**TO DO**
Pictures in the data must not be copied, but everything else should be output exactly.

+++

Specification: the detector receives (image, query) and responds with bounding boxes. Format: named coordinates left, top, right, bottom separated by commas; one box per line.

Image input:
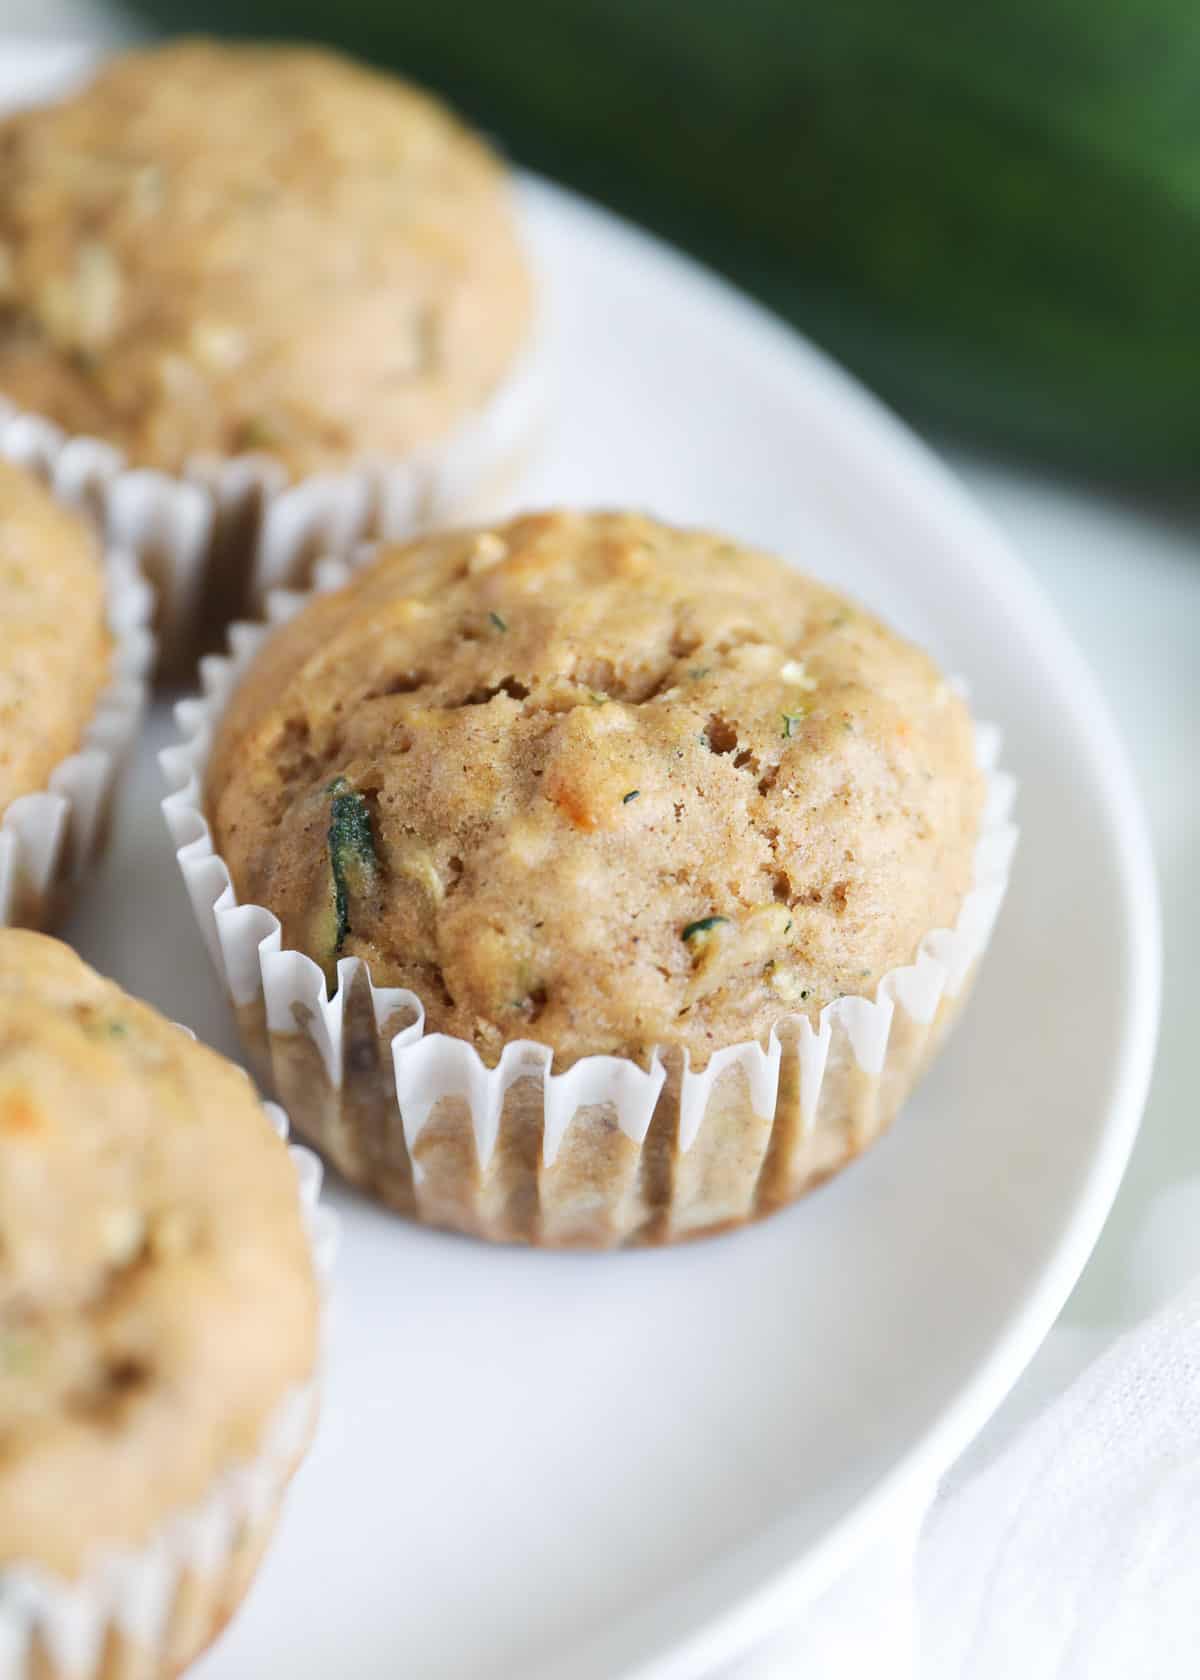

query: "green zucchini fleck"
left=622, top=789, right=640, bottom=804
left=327, top=778, right=378, bottom=958
left=781, top=711, right=806, bottom=738
left=489, top=610, right=508, bottom=632
left=682, top=914, right=731, bottom=942
left=0, top=1329, right=38, bottom=1375
left=78, top=1014, right=129, bottom=1040
left=238, top=415, right=280, bottom=450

+++

**FINAL ANSWER**
Specification: the detector receives (image, query) and responds with bounding boxes. Format: named coordinates left, top, right, bottom separated by commas; one box per line.

Image input:

query: "green zucchini fleck"
left=622, top=789, right=640, bottom=804
left=327, top=778, right=378, bottom=958
left=781, top=711, right=806, bottom=738
left=489, top=610, right=508, bottom=632
left=682, top=914, right=731, bottom=942
left=0, top=1329, right=38, bottom=1375
left=78, top=1014, right=129, bottom=1040
left=238, top=415, right=280, bottom=450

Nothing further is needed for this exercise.